» What is needed: Determine how many lines below contain the word "lawn", then write that number by itself.
BEGIN Data for this task
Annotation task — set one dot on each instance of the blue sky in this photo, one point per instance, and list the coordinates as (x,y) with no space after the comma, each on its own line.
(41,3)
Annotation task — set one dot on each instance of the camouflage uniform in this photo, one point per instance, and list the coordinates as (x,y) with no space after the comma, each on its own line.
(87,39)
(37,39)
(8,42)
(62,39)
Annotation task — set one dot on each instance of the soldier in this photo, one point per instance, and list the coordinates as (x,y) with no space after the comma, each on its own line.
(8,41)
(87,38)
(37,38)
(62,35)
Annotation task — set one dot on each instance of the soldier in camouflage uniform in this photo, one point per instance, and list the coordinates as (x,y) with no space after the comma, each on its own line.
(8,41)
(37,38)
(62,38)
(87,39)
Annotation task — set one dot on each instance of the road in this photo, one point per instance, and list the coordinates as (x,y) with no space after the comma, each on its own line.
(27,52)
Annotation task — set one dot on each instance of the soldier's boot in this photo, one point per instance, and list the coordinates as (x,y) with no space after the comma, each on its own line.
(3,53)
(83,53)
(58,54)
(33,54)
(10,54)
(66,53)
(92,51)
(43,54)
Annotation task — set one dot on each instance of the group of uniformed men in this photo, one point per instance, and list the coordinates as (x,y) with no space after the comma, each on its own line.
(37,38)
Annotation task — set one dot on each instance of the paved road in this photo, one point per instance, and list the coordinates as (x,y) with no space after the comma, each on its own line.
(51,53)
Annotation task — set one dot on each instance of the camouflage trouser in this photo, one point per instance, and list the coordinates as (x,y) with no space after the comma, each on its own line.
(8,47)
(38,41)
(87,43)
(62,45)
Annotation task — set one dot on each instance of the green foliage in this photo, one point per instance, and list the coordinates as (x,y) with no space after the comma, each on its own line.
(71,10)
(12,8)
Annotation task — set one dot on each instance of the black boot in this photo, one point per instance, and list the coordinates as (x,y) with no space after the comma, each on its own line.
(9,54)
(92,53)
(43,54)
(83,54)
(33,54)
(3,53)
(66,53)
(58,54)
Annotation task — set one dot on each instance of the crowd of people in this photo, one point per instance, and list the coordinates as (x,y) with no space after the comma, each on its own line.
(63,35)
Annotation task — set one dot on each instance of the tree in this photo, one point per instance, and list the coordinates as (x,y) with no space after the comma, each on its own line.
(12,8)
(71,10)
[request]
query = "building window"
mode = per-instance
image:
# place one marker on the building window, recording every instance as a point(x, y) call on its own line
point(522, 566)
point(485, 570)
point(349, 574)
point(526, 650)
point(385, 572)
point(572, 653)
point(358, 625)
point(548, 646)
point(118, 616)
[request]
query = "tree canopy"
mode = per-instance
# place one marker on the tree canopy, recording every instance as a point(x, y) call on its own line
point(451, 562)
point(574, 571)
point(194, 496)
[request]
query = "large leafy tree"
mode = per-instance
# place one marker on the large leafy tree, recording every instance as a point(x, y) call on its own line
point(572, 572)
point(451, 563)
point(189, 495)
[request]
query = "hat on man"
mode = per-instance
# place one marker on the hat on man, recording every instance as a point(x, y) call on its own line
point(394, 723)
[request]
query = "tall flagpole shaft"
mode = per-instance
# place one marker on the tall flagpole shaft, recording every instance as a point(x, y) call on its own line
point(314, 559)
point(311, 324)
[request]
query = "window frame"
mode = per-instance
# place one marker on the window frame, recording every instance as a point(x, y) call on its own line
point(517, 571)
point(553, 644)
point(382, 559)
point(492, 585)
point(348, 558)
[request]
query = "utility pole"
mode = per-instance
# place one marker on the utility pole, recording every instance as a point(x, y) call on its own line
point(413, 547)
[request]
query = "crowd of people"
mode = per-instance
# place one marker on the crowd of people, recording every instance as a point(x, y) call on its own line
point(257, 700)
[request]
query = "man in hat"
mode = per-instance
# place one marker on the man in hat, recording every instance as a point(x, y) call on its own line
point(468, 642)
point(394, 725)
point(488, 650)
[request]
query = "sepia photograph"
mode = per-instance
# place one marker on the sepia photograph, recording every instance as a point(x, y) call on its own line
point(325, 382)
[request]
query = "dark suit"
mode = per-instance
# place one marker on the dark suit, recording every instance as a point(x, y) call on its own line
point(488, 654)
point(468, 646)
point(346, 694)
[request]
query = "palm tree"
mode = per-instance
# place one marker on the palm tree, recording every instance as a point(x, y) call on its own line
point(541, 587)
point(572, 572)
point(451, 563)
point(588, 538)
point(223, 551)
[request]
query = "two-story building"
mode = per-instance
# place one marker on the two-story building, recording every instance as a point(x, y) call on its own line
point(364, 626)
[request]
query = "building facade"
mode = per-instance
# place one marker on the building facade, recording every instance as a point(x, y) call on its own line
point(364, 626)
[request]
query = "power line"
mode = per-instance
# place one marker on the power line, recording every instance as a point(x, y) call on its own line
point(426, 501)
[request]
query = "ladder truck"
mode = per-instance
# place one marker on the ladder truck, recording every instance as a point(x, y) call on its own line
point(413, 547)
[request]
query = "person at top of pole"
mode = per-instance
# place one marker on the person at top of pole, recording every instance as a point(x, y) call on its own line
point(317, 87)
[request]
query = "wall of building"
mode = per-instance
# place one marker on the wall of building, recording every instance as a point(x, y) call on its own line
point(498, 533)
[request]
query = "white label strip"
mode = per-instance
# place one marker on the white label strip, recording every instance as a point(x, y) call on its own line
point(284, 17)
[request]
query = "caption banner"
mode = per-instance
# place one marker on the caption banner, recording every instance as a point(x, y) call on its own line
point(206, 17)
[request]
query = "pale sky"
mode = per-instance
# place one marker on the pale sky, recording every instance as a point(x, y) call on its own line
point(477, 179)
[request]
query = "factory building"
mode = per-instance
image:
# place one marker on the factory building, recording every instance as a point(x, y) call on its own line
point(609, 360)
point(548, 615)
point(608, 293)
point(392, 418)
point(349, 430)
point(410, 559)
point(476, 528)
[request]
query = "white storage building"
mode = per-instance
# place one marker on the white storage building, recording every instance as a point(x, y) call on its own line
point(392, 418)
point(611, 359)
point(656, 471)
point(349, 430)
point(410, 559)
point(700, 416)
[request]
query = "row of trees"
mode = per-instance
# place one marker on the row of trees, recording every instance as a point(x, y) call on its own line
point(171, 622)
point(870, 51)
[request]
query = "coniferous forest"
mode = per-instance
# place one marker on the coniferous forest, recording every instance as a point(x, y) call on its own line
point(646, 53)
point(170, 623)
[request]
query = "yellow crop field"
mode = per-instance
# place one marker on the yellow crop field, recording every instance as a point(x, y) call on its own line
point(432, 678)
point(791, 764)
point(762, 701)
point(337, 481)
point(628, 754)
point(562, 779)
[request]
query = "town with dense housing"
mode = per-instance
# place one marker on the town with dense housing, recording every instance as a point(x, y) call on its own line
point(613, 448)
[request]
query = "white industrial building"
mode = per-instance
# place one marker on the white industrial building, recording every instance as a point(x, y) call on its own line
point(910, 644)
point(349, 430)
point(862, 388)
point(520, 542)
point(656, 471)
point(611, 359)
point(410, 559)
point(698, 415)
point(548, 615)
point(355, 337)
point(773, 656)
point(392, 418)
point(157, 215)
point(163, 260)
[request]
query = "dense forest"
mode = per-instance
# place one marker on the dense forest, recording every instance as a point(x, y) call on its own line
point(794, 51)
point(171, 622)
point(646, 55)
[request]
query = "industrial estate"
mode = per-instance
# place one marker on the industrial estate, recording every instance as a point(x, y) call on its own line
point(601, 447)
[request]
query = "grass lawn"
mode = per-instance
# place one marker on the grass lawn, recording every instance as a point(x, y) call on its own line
END Data for this task
» Result of this task: 2